Challenge:
Copy everything from the line containing "target | dark wood plank" down to the end of the material, both ends included, without any change.

Supplied data:
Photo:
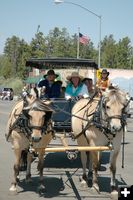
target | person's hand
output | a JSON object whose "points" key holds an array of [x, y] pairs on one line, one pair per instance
{"points": [[80, 96]]}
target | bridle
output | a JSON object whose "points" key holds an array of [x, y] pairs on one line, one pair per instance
{"points": [[103, 121]]}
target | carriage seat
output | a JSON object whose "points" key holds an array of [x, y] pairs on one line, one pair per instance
{"points": [[62, 116]]}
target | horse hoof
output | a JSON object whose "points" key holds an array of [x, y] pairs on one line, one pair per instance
{"points": [[13, 190], [114, 195], [41, 189], [83, 183], [28, 180], [96, 188]]}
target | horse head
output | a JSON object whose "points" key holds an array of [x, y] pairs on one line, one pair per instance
{"points": [[38, 114], [114, 103]]}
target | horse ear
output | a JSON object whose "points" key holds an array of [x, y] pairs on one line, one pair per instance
{"points": [[46, 102], [29, 99]]}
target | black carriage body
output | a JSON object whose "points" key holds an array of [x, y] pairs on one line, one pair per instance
{"points": [[62, 116]]}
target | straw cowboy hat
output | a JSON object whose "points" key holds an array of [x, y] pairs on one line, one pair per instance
{"points": [[50, 72], [104, 71], [74, 74]]}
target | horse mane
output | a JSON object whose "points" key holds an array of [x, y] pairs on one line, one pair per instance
{"points": [[114, 94]]}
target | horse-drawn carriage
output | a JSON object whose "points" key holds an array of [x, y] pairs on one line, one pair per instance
{"points": [[96, 123], [61, 118]]}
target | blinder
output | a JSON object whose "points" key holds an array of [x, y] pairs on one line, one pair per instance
{"points": [[30, 127]]}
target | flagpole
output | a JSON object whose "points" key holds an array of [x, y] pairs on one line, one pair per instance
{"points": [[78, 43]]}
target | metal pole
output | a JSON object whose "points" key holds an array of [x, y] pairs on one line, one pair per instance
{"points": [[98, 16], [78, 43]]}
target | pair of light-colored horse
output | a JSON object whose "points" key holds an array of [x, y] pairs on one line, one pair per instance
{"points": [[94, 123]]}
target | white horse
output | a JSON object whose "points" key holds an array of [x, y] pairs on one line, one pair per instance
{"points": [[102, 123], [29, 126]]}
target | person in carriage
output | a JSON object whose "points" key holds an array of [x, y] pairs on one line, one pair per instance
{"points": [[50, 88], [89, 83], [104, 81], [75, 88]]}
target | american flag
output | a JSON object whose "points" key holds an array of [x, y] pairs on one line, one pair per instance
{"points": [[83, 39]]}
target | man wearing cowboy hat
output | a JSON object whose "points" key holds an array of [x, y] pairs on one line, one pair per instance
{"points": [[51, 88], [75, 87], [103, 82]]}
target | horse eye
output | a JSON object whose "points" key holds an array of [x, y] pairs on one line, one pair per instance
{"points": [[107, 107]]}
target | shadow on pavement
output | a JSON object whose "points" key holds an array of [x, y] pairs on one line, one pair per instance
{"points": [[60, 160]]}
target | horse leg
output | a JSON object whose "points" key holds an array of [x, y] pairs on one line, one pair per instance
{"points": [[28, 171], [94, 170], [84, 162], [81, 142], [113, 158], [40, 169], [17, 153]]}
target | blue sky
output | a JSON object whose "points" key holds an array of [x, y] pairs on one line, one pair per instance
{"points": [[22, 17]]}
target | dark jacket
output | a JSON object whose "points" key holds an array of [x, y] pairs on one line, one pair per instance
{"points": [[52, 91]]}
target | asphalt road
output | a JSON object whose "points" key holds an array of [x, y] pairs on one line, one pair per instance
{"points": [[61, 176]]}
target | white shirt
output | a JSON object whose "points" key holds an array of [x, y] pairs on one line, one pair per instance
{"points": [[83, 92]]}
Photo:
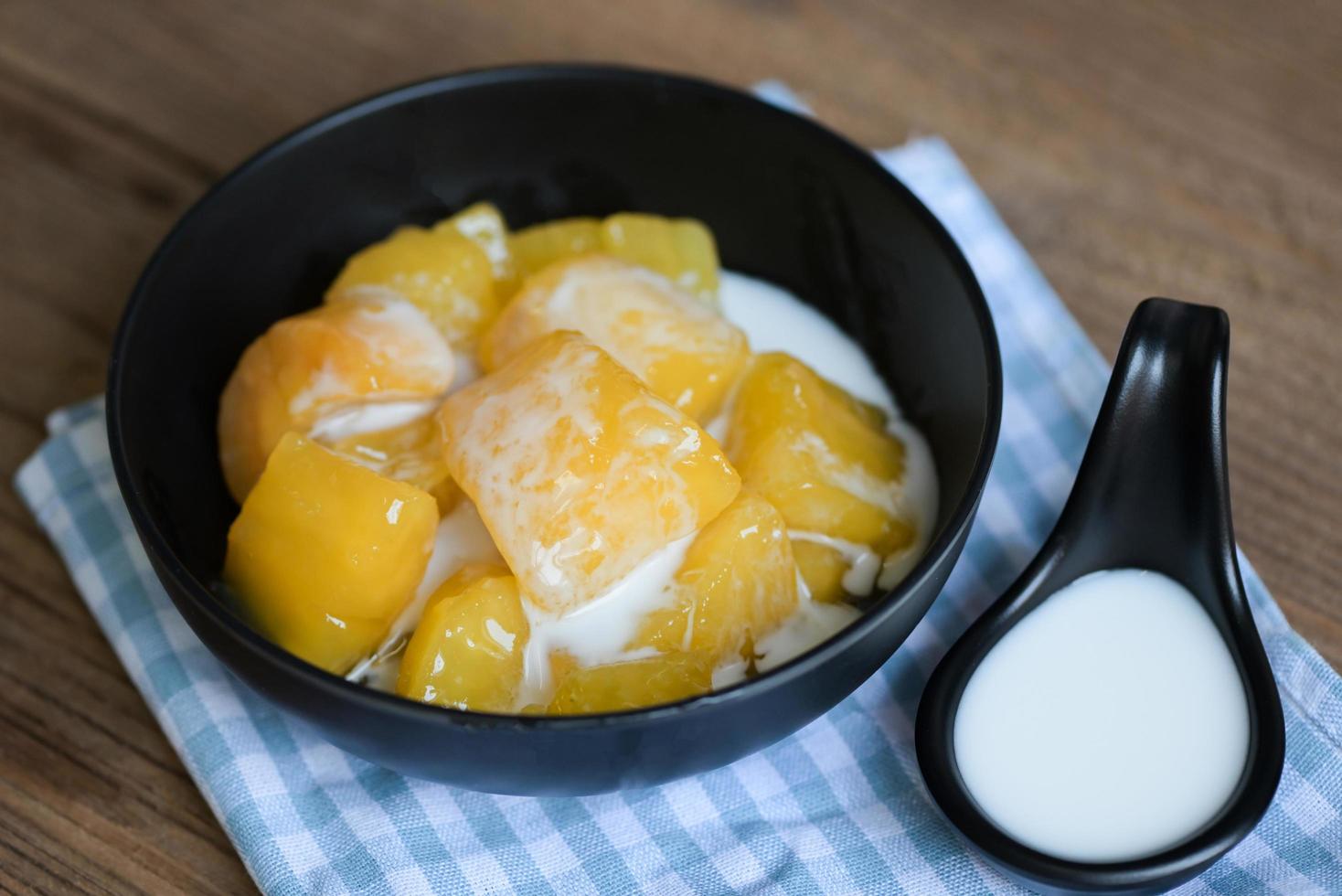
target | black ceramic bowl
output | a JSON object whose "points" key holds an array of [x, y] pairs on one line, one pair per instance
{"points": [[786, 200]]}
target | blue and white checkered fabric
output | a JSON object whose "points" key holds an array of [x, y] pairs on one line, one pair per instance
{"points": [[836, 807]]}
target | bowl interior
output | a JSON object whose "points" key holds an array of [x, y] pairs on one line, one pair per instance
{"points": [[786, 200]]}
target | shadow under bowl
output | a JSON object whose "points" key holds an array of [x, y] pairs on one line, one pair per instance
{"points": [[788, 201]]}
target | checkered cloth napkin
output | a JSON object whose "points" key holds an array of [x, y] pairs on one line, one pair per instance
{"points": [[836, 807]]}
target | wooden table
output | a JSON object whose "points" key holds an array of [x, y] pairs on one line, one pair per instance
{"points": [[1135, 151]]}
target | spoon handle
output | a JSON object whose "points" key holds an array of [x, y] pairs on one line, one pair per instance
{"points": [[1155, 470]]}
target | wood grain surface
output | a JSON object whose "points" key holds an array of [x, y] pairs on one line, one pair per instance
{"points": [[1180, 149]]}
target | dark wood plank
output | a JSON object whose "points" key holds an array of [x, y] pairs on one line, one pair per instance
{"points": [[1135, 149]]}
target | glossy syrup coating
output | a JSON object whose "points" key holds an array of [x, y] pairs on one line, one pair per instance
{"points": [[823, 459], [443, 272], [679, 249], [467, 649], [577, 470], [631, 684], [326, 553], [320, 362], [737, 583], [685, 352]]}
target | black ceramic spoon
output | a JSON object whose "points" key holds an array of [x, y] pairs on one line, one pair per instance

Output of the task:
target | dark wood plank
output | a JSON object whose "points" key holds an array of [x, y] pairs on one line, one pair per instance
{"points": [[1135, 149]]}
target | glossy syrup coating
output | a JSON object whose "points" key holds an array of [x, y] pairs on one line, one pair per instance
{"points": [[823, 459], [443, 272], [679, 249], [467, 649], [577, 470], [631, 684], [326, 553], [320, 362], [737, 583], [685, 352]]}
target | black ceramic spoon
output | a JSON object whose "points" key holds an array of [x, y] pairs on one line, one pair per instance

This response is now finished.